* **GIVEN EXERCISE**: Reproduce verbatim the records from the start through the line that contains "x=297, y=260", including that line.

*** DATA PROVIDED

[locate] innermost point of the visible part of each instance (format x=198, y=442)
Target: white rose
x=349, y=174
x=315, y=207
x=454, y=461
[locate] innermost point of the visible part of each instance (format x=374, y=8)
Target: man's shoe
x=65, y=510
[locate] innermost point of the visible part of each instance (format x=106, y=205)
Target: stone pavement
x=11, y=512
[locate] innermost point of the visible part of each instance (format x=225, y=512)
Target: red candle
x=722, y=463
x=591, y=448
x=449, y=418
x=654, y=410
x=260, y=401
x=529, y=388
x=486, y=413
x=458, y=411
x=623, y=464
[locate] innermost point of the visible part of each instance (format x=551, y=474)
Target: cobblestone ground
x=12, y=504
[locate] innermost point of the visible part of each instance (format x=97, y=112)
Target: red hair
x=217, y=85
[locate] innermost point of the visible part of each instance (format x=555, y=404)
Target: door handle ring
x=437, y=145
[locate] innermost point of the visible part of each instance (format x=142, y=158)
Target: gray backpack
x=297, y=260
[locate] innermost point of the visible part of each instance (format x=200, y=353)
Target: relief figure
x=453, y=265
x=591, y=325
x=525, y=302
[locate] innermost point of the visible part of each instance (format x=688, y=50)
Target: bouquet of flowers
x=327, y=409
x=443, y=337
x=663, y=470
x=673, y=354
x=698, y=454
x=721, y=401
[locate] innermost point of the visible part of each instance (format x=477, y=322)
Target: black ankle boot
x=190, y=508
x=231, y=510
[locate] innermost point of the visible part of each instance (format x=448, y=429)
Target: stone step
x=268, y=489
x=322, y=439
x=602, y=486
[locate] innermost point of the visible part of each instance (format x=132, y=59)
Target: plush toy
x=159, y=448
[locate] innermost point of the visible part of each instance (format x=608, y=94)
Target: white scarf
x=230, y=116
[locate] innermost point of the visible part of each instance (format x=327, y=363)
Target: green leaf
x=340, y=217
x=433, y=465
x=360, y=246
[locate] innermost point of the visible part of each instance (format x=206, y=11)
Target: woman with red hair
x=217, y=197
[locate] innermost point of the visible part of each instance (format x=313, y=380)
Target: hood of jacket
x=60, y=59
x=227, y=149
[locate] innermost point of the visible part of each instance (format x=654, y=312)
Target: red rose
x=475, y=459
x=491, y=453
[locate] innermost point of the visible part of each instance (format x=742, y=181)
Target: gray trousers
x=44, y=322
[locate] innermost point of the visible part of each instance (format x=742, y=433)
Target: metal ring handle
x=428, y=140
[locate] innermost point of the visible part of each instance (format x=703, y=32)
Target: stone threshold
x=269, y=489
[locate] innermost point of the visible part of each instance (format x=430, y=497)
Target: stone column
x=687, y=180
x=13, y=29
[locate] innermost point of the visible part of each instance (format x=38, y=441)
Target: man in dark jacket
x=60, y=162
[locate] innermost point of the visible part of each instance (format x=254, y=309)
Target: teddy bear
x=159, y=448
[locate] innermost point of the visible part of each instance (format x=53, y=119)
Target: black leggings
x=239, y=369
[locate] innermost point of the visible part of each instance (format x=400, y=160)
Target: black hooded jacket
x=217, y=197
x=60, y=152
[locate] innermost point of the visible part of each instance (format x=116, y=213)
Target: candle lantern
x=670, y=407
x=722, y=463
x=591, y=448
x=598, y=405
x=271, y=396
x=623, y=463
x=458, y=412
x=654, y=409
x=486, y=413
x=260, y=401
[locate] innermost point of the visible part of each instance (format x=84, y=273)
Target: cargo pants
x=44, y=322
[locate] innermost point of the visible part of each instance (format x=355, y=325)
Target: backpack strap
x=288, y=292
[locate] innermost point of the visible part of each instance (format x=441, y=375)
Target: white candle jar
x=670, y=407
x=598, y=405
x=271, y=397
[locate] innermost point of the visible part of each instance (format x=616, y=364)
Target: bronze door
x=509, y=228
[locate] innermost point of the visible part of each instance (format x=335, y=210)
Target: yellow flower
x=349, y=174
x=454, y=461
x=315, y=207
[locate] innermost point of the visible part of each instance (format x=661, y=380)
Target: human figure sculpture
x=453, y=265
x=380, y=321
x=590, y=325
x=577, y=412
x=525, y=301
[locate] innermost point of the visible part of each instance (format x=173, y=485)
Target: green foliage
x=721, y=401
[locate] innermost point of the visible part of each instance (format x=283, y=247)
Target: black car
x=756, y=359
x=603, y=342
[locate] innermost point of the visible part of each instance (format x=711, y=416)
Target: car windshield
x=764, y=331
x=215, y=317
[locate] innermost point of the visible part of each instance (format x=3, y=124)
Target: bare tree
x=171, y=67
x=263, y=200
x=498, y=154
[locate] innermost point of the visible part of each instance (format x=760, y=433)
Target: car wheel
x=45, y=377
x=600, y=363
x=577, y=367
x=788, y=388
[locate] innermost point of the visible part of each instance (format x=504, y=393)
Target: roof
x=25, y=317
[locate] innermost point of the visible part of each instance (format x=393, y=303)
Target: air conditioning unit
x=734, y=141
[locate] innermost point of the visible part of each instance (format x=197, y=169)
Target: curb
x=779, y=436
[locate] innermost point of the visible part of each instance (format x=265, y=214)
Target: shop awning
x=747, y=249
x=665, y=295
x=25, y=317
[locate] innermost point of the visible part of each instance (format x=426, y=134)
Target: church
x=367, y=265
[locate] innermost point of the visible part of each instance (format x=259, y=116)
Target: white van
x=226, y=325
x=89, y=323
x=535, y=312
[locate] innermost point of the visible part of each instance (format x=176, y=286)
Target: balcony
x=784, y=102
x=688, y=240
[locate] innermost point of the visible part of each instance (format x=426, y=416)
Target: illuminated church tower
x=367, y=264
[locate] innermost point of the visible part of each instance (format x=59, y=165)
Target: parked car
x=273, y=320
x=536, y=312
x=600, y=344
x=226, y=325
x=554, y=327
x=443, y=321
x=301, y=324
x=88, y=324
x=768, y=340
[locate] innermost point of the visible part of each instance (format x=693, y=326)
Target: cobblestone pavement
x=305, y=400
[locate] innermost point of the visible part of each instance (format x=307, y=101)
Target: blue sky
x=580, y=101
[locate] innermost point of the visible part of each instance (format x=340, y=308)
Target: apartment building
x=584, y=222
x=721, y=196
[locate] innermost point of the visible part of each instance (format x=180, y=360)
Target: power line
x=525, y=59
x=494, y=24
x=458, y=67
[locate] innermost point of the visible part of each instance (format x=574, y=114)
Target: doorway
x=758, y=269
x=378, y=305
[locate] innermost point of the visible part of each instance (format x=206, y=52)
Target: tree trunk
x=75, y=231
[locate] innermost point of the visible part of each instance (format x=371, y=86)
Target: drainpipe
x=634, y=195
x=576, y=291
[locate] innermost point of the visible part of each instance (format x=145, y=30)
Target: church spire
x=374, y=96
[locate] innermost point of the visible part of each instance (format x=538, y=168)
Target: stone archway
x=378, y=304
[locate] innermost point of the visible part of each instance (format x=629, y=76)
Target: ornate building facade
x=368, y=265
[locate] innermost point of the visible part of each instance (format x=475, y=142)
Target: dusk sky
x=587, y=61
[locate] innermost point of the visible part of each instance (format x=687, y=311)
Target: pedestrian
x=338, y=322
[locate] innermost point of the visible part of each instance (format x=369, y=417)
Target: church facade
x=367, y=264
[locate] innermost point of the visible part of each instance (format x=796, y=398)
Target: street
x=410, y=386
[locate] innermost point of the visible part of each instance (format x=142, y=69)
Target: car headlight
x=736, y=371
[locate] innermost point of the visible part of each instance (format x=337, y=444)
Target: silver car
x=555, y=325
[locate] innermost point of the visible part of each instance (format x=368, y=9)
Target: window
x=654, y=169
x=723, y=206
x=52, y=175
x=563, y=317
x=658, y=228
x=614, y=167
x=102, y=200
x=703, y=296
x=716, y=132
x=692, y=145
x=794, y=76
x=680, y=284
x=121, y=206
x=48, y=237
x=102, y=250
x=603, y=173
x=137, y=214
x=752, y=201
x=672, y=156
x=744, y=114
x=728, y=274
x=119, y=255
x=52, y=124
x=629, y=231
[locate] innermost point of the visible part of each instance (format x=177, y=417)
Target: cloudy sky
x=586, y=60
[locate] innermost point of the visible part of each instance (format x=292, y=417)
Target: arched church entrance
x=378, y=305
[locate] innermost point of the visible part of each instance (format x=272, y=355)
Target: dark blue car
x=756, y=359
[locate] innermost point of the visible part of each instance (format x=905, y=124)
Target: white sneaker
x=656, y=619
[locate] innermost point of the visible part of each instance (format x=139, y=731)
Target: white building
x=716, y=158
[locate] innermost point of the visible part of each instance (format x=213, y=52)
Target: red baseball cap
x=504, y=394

******

* **EXERCISE ANSWER**:
[locate] innermost point of the visible part of each instance (format x=198, y=442)
Target: white rose
x=349, y=174
x=315, y=207
x=454, y=461
[locate] innermost point of the visible part of each instance (format x=374, y=8)
Target: man's shoe
x=65, y=510
[locate] innermost point of the visible part of each instance (format x=106, y=205)
Target: stone pavement
x=11, y=512
[locate] innermost point of the visible part of each instance (format x=225, y=512)
Target: red candle
x=722, y=463
x=591, y=448
x=449, y=418
x=654, y=410
x=260, y=401
x=529, y=388
x=486, y=413
x=458, y=411
x=623, y=464
[locate] innermost point of the visible part of each instance (format x=551, y=474)
Target: cobblestone ground
x=12, y=504
[locate] innermost point of the visible part of each instance (format x=97, y=112)
Target: red hair
x=217, y=85
[locate] innermost point of the visible part of each instance (format x=555, y=404)
Target: door handle ring
x=437, y=145
[locate] innermost point of the visible part of each instance (format x=142, y=158)
Target: gray backpack
x=297, y=260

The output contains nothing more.